PROBLEM TO SOLVE: Write out the part of the passage on Mercier below, starting with "Mercier was forced" and going on through "Leigh was due.", without changing a word.

PASSAGE PROVIDED:

+ + + + + + +

As a translator of Verne's newly popular fiction, Mercier offered one advantage to Sampson Low: speed. A linguist of sorts, conversant with older French dialects, possibly fluent in multiple languages, he worked in his spare time with his assistant Eleanor Elizabeth King (1838 — ??) to translate three Verne novels in little over a year, enabling Sampson Low to come out with new Verne books for the Christmas trade in 1872 and 1873. Mercier's shaky grasp of contemporary French idioms and limited knowledge of his era's science and technology led him into many foolish translating errors. He has also been criticized by British and American scholars for his stilted prose and for the many cuts and omitted details that blemish his translations. In view of his desperate financial situation it has been conjectured that the deletions could have been dictated by his editors at Sampson Low; however no hard evidence has been found to support this surmise. It is equally likely that he worked fast simply to get paid fast.

Mercier was forced to resign his position at the Foundling Hospital by the Governing Board in early 1873 after troubles arose over his supervision of the schools, and he died on Tuesday, 2 November 1875, the date his semi-annual payment of £15 to Lord Leigh was due.

+ + + + + + +

Referring expression data:
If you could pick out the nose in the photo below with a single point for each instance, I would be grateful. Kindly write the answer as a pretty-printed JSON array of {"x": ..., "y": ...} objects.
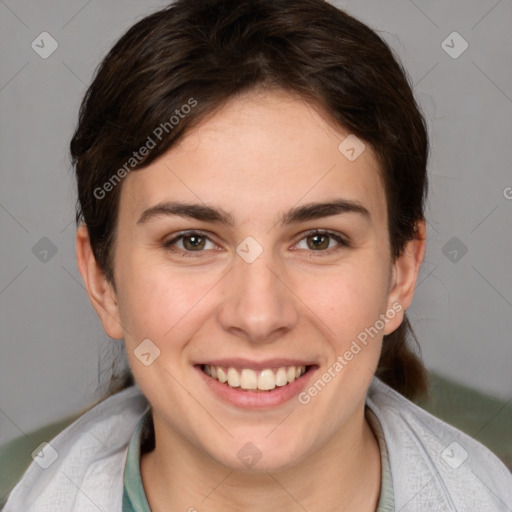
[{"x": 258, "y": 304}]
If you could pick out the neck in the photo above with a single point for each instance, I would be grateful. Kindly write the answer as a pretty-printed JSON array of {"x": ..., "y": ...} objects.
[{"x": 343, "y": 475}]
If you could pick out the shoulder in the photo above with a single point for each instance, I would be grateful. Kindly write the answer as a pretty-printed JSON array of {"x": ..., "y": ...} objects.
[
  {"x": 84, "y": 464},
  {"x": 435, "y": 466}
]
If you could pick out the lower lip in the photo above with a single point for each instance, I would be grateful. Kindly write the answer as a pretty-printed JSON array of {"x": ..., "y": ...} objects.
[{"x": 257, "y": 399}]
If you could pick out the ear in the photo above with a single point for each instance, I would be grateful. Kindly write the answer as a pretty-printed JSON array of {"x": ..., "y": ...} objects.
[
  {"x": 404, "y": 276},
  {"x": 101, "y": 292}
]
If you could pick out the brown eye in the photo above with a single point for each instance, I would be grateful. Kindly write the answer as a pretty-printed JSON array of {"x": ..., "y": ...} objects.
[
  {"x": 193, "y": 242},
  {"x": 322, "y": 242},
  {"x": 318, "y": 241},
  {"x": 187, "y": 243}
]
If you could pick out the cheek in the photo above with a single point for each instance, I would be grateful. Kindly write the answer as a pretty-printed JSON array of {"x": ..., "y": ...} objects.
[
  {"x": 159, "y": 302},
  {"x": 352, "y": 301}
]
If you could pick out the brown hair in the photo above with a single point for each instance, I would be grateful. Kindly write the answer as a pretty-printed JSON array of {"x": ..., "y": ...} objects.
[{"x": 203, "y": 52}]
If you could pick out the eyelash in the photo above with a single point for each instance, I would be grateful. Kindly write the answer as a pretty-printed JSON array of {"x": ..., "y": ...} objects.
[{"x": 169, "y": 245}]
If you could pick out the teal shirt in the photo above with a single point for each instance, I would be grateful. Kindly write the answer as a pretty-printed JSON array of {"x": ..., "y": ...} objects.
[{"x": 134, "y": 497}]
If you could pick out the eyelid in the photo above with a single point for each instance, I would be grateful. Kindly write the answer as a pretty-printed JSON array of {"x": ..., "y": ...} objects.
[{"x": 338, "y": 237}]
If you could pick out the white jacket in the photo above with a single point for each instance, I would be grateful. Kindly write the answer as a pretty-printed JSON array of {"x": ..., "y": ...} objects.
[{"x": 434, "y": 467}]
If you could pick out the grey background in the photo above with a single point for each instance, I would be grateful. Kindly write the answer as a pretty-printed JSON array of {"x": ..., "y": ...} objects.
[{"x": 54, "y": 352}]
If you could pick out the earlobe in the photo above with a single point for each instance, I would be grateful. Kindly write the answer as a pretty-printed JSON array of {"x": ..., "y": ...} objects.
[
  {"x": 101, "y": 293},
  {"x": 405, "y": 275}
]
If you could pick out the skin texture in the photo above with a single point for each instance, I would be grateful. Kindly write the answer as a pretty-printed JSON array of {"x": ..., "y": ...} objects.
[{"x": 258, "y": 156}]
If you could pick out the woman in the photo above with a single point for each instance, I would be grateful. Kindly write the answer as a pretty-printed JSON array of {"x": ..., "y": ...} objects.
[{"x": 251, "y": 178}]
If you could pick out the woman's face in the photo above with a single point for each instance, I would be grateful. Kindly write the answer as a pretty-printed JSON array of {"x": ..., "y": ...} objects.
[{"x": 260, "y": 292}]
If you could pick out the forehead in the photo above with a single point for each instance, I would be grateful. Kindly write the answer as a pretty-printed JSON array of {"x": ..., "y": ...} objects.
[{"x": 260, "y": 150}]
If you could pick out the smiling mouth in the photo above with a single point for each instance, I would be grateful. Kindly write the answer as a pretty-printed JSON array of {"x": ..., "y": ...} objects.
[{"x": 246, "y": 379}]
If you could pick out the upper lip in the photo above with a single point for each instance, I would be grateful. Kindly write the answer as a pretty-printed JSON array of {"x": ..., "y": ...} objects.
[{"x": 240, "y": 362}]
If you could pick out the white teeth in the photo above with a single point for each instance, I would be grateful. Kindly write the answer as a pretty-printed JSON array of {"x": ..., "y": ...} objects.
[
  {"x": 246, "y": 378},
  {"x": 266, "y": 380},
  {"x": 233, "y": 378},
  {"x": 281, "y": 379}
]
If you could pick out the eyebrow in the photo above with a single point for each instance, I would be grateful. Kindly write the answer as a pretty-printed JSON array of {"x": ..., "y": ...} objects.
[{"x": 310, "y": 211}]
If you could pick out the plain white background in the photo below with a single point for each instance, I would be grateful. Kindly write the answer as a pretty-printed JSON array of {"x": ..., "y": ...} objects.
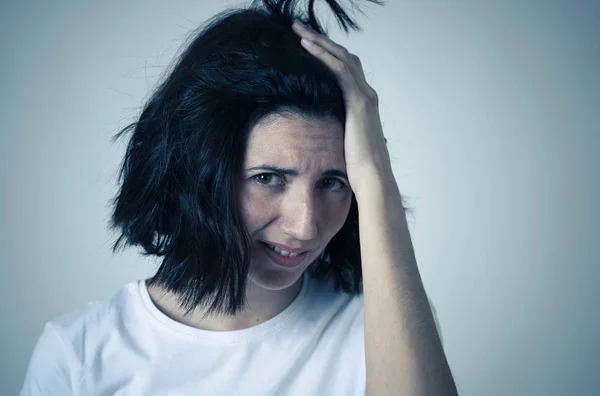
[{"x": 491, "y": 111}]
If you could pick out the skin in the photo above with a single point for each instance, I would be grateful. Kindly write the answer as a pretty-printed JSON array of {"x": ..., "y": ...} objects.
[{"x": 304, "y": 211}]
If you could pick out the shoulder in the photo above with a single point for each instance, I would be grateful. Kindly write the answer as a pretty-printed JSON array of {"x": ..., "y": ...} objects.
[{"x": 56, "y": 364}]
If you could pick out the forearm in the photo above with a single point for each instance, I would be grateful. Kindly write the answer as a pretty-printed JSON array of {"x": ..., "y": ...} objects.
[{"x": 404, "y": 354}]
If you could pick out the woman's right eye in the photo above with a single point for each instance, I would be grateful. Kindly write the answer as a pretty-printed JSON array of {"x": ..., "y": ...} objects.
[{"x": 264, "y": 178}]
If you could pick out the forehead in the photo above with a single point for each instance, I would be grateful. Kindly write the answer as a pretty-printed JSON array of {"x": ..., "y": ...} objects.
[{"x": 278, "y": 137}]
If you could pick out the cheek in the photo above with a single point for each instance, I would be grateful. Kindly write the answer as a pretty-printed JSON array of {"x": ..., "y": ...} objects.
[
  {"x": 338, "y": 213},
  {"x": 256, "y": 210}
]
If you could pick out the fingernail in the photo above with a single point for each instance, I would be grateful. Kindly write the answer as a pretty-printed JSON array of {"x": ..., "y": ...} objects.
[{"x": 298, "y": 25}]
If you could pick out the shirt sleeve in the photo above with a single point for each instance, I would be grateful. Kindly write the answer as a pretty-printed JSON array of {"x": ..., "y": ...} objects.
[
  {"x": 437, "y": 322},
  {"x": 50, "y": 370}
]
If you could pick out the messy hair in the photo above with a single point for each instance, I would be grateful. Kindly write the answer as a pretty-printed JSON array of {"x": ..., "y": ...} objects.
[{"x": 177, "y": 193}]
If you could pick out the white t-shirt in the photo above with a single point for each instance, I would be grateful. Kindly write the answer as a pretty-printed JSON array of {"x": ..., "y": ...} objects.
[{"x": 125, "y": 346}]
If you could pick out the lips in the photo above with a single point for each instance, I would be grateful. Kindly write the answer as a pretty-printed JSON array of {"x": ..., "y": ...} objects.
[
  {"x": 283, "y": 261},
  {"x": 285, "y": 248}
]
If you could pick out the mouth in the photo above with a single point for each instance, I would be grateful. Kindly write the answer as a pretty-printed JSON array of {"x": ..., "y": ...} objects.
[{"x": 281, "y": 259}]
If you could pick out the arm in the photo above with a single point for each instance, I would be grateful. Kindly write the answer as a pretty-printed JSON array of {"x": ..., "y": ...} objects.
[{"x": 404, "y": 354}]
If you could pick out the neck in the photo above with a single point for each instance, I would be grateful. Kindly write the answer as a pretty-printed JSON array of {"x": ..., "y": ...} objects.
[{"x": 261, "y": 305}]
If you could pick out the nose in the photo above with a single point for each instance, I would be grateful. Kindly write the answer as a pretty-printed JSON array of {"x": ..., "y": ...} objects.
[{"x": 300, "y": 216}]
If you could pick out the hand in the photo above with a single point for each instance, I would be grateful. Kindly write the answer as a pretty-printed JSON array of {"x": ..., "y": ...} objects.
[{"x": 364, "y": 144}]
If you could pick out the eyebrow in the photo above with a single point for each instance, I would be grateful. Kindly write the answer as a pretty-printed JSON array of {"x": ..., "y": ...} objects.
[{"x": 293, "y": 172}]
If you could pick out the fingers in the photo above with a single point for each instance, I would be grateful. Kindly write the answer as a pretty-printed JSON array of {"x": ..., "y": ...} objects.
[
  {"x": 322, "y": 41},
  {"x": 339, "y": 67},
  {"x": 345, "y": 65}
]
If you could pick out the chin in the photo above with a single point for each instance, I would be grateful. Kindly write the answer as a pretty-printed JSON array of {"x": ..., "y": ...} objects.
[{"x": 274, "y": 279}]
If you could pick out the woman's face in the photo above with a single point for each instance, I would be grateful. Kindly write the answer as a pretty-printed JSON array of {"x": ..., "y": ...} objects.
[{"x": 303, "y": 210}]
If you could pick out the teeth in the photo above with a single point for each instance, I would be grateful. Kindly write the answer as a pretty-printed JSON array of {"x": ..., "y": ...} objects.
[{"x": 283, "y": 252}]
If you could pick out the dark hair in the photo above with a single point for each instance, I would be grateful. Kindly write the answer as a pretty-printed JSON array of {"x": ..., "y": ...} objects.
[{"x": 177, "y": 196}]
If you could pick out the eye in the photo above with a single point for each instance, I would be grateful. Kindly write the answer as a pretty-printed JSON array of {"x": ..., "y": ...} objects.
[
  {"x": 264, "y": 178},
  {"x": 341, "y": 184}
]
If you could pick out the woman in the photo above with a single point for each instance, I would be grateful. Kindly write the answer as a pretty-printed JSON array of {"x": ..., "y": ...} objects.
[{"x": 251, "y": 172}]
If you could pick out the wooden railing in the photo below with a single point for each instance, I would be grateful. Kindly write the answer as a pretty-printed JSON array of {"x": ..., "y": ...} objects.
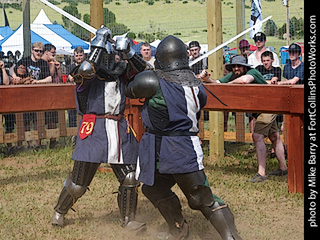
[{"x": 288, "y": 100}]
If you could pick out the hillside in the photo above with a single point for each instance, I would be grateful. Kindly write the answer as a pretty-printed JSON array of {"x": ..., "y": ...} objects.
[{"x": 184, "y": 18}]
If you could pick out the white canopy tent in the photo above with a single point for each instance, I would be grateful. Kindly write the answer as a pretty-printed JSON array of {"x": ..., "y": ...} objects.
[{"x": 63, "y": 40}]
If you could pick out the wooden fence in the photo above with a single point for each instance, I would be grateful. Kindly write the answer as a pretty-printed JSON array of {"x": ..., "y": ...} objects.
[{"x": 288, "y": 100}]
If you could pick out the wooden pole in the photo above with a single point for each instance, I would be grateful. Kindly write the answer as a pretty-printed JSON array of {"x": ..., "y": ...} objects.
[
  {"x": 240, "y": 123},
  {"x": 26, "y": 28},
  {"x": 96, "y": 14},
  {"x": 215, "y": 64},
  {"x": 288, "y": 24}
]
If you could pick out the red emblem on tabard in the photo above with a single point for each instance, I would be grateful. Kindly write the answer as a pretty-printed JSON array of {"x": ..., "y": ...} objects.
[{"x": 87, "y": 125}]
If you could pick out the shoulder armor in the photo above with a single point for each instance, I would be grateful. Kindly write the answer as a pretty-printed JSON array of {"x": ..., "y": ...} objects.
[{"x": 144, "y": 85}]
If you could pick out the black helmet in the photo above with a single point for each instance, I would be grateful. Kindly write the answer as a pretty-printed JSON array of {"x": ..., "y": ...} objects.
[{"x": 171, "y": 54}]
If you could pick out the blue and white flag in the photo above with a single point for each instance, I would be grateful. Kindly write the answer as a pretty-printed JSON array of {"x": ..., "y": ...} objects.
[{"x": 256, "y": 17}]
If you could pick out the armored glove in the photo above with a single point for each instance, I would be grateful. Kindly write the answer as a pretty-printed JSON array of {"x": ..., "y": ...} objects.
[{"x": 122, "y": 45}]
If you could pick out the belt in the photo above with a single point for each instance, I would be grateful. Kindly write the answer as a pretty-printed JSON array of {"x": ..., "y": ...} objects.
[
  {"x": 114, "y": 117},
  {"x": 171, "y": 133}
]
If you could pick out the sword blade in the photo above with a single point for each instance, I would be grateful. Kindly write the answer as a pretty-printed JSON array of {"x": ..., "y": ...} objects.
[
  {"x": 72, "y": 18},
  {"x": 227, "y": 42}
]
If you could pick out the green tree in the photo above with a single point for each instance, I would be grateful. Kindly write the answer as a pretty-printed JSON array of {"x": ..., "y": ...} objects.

+ + + + + + +

ANSWER SECTION:
Mercier was forced to resign his position at the Foundling Hospital by the Governing Board in early 1873 after troubles arose over his supervision of the schools, and he died on Tuesday, 2 November 1875, the date his semi-annual payment of £15 to Lord Leigh was due.